_Challenge_
Turn all of the data below into a numbered list with one entry per line, leaving out any blank lines.

_Input data_
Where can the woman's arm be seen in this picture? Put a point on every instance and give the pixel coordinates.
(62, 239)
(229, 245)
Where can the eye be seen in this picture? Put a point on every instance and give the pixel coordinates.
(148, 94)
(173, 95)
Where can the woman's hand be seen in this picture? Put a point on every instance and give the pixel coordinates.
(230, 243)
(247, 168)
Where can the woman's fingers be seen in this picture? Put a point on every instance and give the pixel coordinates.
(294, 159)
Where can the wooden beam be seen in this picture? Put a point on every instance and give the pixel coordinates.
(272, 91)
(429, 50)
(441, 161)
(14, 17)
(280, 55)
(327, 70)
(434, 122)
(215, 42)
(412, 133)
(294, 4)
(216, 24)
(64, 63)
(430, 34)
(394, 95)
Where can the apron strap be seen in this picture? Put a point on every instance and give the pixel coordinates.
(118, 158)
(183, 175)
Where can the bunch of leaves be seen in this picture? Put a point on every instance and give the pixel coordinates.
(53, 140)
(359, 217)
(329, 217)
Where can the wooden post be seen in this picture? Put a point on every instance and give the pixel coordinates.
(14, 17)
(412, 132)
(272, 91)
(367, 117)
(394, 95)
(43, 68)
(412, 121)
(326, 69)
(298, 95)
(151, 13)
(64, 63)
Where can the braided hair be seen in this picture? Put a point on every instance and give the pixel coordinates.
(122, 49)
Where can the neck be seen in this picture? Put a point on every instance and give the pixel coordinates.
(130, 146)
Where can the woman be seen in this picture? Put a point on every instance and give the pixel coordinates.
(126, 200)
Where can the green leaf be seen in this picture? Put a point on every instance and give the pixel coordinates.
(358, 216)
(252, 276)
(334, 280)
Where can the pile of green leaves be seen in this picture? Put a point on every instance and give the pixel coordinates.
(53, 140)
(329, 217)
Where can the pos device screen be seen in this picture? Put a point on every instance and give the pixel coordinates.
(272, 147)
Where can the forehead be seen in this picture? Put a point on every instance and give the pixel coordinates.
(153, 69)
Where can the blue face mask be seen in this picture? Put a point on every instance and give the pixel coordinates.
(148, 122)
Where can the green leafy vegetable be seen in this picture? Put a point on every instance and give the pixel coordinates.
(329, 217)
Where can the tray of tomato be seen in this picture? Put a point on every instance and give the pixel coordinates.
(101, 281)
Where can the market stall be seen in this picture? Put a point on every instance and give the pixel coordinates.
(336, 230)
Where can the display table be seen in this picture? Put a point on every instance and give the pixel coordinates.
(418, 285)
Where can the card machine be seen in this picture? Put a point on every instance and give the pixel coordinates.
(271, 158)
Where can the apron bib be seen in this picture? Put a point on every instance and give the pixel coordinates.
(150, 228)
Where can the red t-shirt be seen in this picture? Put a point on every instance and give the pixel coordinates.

_Final result_
1. Where can the woman's arm be seen in this picture? Put a point on every instance and give the pixel coordinates.
2. (62, 239)
3. (229, 245)
4. Where can the eye be seen in this picture? Put a point on every instance and give the pixel coordinates.
5. (148, 94)
6. (173, 95)
7. Where can the woman's hand be seen in this picture? Put a point on every instance and give the pixel coordinates.
8. (230, 243)
9. (247, 168)
10. Where can the woman's fingers be seen in this picture? Put a point on every instance and give the pixel coordinates.
11. (294, 159)
12. Where can the wooden beam be seen in this picture? Put a point on every instance and give the pixel coordinates.
13. (272, 91)
14. (429, 50)
15. (441, 161)
16. (14, 17)
17. (280, 55)
18. (327, 70)
19. (434, 122)
20. (215, 42)
21. (412, 133)
22. (294, 4)
23. (216, 24)
24. (64, 63)
25. (430, 34)
26. (394, 95)
27. Where can the apron strap be seen in this picture? Put a point on every instance and give the pixel coordinates.
28. (118, 158)
29. (183, 175)
30. Where can the bunch of leaves be seen in this picture? Put a point on every instance and give the pixel coordinates.
31. (53, 140)
32. (359, 217)
33. (329, 217)
34. Where can the wooden post be seen in this picture? Put a point on every instance and give the pixel coordinates.
35. (14, 17)
36. (412, 132)
37. (272, 91)
38. (367, 117)
39. (394, 95)
40. (43, 68)
41. (412, 121)
42. (326, 69)
43. (298, 95)
44. (151, 13)
45. (64, 63)
46. Where can the braided hair be seen in this picture? Put a point on every instance and give the pixel coordinates.
47. (122, 49)
48. Where can the neck be seen in this picture? Put a point on every instance and give the pixel coordinates.
49. (130, 146)
50. Where can the woman be seen in this picture? Put a point on every instance and give the pixel coordinates.
51. (126, 200)
52. Where can the green leaf be seen in this picture? Put a point on every instance and give the pixel coordinates.
53. (358, 216)
54. (252, 276)
55. (334, 280)
56. Where can the pile of green leaves be seen in this picture? Put a point on every instance and give the pixel coordinates.
57. (53, 140)
58. (329, 217)
59. Where can the pos device screen be seen in this picture? Put a point on every instance and give the pixel coordinates.
60. (272, 147)
61. Where can the forehead be seen in this picture? Put a point on every instance and give the pixel coordinates.
62. (153, 69)
63. Where can the blue face mask be seen in this picture? Put a point on every instance and give the pixel coordinates.
64. (148, 122)
65. Where can the green leafy vegetable be seen in this picture? Put a point on every instance and give the pixel coordinates.
66. (329, 217)
67. Where can the tray of tomato be seen in this picture? Put a point on every instance and give the pixel coordinates.
68. (101, 281)
69. Where can the market stall be seen in this picture? Put a point on every instance and give the pixel coordinates.
70. (336, 230)
71. Where can the display table be seen in this picture? Put a point on every instance and give the pixel coordinates.
72. (418, 285)
73. Where can the card machine be seen in this picture? Put a point on every instance and give the pixel coordinates.
74. (271, 158)
75. Where can the apron bib be seen in this picture? Put a point on every instance and give the pixel coordinates.
76. (150, 228)
77. Where can the red t-shirt be seen in this picture? Put a point on every instance and give the pixel coordinates.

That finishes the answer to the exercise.